**MATERIAL TO PROCESS:**
------------------------------------------------

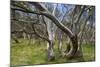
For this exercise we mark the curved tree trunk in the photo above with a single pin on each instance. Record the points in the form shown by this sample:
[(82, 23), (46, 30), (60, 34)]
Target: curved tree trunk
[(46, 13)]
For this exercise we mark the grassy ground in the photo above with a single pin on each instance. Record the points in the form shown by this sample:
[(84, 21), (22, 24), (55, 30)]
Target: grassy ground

------------------------------------------------

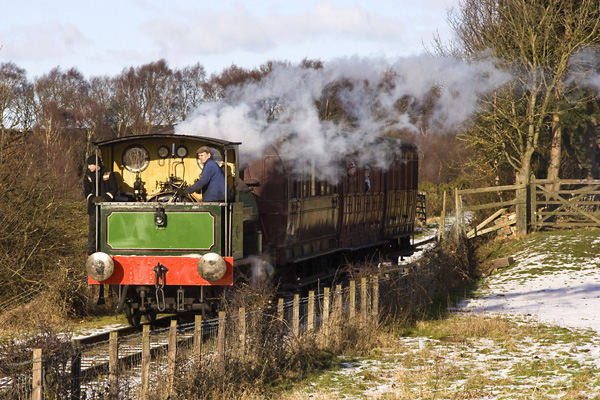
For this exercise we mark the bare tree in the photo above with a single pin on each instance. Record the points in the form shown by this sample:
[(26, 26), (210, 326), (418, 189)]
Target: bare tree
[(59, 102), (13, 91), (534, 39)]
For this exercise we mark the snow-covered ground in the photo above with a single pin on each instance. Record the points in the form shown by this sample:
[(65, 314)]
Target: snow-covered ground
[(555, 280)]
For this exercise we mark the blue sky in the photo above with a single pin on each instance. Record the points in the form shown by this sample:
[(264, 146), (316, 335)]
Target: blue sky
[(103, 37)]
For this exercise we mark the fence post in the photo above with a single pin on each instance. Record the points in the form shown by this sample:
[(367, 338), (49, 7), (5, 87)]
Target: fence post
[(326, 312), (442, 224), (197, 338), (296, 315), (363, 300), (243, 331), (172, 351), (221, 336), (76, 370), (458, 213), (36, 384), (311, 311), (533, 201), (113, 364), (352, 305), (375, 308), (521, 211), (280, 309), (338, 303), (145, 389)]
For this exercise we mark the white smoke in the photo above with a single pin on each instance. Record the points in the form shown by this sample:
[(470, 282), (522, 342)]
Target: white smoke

------------------------------------------------

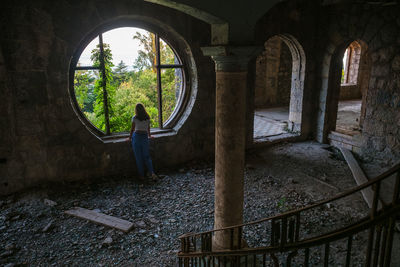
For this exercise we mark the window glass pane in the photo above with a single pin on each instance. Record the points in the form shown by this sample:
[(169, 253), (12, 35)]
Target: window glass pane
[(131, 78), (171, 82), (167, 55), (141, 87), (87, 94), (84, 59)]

------------------------------------------------

Reproduce the lines between the one holding "For this exercise we mark the snow-covered" and the one holding "303), (145, 389)]", inclusive, substituting "Object" for "Target" and leaving everything else unchanged.

**RESULT OF THIS EXERCISE:**
For this exercise we mark the snow-covered ground in the photo above with a single pin on each instance. Record the points in the form shown by this sample:
[(65, 314)]
Object: snow-covered ground
[(555, 280)]
For this exercise we mark the blue sky in the photo above with a single pin on each instance. Record the points in the form shown by this sample:
[(264, 146), (316, 335)]
Object: blue sky
[(103, 37)]
For this exercise we mark the fence post in the photo above with a single pin on each instance. Record the points in the form shown by this sample:
[(367, 338), (49, 7), (5, 87)]
Object: fence post
[(326, 312), (442, 224), (197, 338), (296, 315), (363, 300), (243, 331), (172, 351), (221, 336), (76, 370), (458, 213), (36, 384), (311, 311), (533, 201), (113, 364), (352, 305), (375, 308), (521, 211), (280, 309), (338, 303), (145, 389)]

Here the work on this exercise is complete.